MATERIAL:

________________________

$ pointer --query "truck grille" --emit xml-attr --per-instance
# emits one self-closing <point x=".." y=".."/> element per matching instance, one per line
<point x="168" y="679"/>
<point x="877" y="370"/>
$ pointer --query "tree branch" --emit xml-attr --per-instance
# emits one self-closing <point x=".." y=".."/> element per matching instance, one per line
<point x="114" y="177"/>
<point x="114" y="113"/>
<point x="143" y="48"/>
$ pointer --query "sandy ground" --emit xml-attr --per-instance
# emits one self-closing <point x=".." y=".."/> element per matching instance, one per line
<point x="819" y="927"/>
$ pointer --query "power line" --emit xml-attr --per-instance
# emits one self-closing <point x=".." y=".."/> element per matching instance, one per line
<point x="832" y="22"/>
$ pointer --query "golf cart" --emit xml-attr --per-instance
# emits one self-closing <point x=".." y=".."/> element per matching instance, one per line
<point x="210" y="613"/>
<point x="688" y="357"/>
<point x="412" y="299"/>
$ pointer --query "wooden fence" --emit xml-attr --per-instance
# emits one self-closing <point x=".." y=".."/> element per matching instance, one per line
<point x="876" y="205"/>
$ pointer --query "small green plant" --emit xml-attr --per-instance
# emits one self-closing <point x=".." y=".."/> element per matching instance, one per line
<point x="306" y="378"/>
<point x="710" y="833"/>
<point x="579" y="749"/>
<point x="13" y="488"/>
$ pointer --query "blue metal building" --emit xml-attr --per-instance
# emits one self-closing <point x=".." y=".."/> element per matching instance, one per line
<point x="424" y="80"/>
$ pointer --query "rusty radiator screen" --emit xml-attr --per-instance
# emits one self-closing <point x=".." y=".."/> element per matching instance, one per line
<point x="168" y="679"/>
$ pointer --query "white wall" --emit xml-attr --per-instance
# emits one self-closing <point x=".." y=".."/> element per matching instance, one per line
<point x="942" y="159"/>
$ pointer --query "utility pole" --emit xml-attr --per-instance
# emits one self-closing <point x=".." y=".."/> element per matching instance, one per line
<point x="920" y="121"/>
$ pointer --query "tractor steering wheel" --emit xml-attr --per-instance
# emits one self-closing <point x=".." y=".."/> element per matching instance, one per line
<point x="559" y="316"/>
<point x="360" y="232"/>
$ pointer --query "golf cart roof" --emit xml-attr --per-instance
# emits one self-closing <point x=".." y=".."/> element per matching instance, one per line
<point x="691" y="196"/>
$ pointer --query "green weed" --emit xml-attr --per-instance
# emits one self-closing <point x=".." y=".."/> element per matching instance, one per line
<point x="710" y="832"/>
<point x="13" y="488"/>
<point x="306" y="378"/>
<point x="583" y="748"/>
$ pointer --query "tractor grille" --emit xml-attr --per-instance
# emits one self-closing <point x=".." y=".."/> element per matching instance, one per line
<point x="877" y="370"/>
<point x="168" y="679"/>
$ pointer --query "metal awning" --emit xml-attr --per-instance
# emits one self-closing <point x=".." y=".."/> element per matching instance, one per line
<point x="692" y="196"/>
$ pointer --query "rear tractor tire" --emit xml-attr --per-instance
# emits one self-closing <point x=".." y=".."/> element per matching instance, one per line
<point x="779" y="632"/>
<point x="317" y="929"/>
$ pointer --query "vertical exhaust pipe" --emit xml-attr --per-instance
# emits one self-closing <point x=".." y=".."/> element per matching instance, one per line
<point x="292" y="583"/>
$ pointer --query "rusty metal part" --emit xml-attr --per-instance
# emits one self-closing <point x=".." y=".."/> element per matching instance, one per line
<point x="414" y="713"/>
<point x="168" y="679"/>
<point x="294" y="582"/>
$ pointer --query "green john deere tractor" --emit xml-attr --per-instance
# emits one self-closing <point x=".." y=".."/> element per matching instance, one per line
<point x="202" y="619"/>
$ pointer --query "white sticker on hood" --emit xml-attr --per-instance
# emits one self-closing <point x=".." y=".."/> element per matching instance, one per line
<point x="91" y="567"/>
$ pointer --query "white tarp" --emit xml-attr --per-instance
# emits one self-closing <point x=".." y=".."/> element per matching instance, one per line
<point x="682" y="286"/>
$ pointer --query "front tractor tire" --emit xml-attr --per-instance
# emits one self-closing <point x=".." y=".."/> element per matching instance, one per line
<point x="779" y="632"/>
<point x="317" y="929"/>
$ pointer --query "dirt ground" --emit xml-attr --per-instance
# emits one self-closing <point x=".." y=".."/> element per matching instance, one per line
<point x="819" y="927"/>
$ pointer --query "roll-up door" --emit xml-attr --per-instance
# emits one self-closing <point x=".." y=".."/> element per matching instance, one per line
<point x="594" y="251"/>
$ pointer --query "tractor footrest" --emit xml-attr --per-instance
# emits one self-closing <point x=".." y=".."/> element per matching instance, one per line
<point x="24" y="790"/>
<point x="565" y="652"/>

________________________

GOAL OF THE EXERCISE: Repeat the listing in full, keeping every line exactly as it is.

OUTPUT FOR THIS TASK:
$ pointer --query "truck grille" --emit xml-attr --per-instance
# emits one self-closing <point x=".." y=".."/> element per matching instance, one per line
<point x="168" y="679"/>
<point x="877" y="370"/>
$ pointer --query "tree branch" --emit xml-attr --per-instance
# emits one self-closing <point x=".." y=".."/> element per matching instance, one per line
<point x="114" y="177"/>
<point x="114" y="113"/>
<point x="143" y="48"/>
$ pointer --query "sandy ground" --emit xml-attr --per-instance
# emits one self-closing <point x=".." y=".."/> element per matching instance, one per line
<point x="819" y="927"/>
$ pointer --query "power line" --emit xml-attr --per-instance
# emits one self-closing <point x=".." y=".."/> element per matching instance, one per line
<point x="832" y="22"/>
$ pointer --query "golf cart" --emit xml-attr --per-instance
# emits one self-closing <point x=".." y=".."/> element per matching instance, one per line
<point x="210" y="613"/>
<point x="688" y="357"/>
<point x="412" y="299"/>
$ pointer --query "wooden fence" --emit xml-attr --per-instance
# emits one self-closing <point x=".." y=".."/> element per matching instance, one per line
<point x="876" y="205"/>
$ pointer --query "small green plant" --emit xml-attr --per-instance
# emits one self-closing <point x=".." y=".."/> element per matching instance, one per line
<point x="306" y="378"/>
<point x="710" y="833"/>
<point x="579" y="749"/>
<point x="13" y="488"/>
$ pointer --query "blue metal building" --emit xml-attr --per-instance
# emits one self-closing <point x=".." y=".."/> element per matching instance, one per line
<point x="424" y="80"/>
$ pointer --query "rusty radiator screen" --emit xml-attr --per-instance
# emits one self-closing <point x=".." y=".."/> element per matching instance, one per line
<point x="168" y="679"/>
$ pointer --query "white wall" --emit xml-attr --per-instance
# emits one self-closing <point x=".." y=".."/> element per matching instance, one per line
<point x="942" y="159"/>
$ pointer --query "utility pole" --emit xml-attr --per-instance
# emits one self-closing <point x=".." y=".."/> element per matching instance, one per line
<point x="920" y="121"/>
$ pointer --query "tractor steering wheel" --emit xml-attr --per-instance
# emits one self-closing <point x=".." y=".."/> element per matching instance, one per line
<point x="559" y="316"/>
<point x="360" y="232"/>
$ pointer --query "golf cart roof" --emit xml-attr --per-instance
# emits one self-closing <point x=".." y=".."/> element per matching instance, one per line
<point x="691" y="196"/>
$ pointer --query "green weed" --emit xml-attr --per-instance
# emits one self-closing <point x=".." y=".."/> element per matching instance, one per line
<point x="710" y="832"/>
<point x="13" y="488"/>
<point x="306" y="378"/>
<point x="583" y="748"/>
$ pointer --query "tractor grille" --emit xml-attr --per-instance
# emits one self-closing <point x=".." y=".."/> element per matching instance, one per line
<point x="877" y="370"/>
<point x="168" y="679"/>
$ pointer --query "metal awning" --emit xml-attr --per-instance
# emits one self-closing <point x=".." y=".."/> element per matching instance, one per line
<point x="692" y="196"/>
$ pointer --query "rear tractor tire" --emit xml-attr --per-instance
# emits one self-closing <point x=".." y=".."/> element per matching instance, one per line
<point x="779" y="632"/>
<point x="317" y="929"/>
$ pointer --query "vertical exhaust pipe" --emit xml-attr --per-instance
# emits one self-closing <point x=".." y=".."/> element per matching instance, one per line
<point x="292" y="583"/>
$ pointer --query "rusty metal part" --emit xml-attr --per-instance
# emits one self-closing <point x=".." y=".."/> element per matching instance, one per line
<point x="414" y="713"/>
<point x="168" y="679"/>
<point x="294" y="582"/>
$ pointer --query "green john deere tractor" --emit xml-attr --per-instance
# emits one self-closing <point x=".." y=".."/> element per matching instance, one per line
<point x="202" y="619"/>
$ pointer --query "white sticker on hood" --emit xml-attr --per-instance
# emits one self-closing <point x=".." y=".."/> element per matching instance, one per line
<point x="91" y="567"/>
$ pointer --query "white tarp" --emit xml-attr --per-instance
# emits one self-closing <point x=".." y=".."/> element per matching instance, one per line
<point x="682" y="286"/>
$ pointer --query "front tractor tire" --emit xml-attr --per-instance
# emits one self-closing <point x=".." y=".."/> element per matching instance, one per line
<point x="779" y="632"/>
<point x="317" y="929"/>
$ pointer --query "dirt ground" --emit xml-attr --per-instance
# emits one self-closing <point x=".." y=".."/> element per matching instance, one per line
<point x="819" y="927"/>
$ pointer --query "roll-up door" --emit xml-attr --per-instance
# emits one self-closing <point x=".." y=".."/> element per matching instance, one per line
<point x="594" y="251"/>
$ pointer --query "tractor footrest" --emit xml-attr --per-instance
# emits one self-closing <point x=".." y=".."/> element per matching instance, one per line
<point x="24" y="790"/>
<point x="565" y="652"/>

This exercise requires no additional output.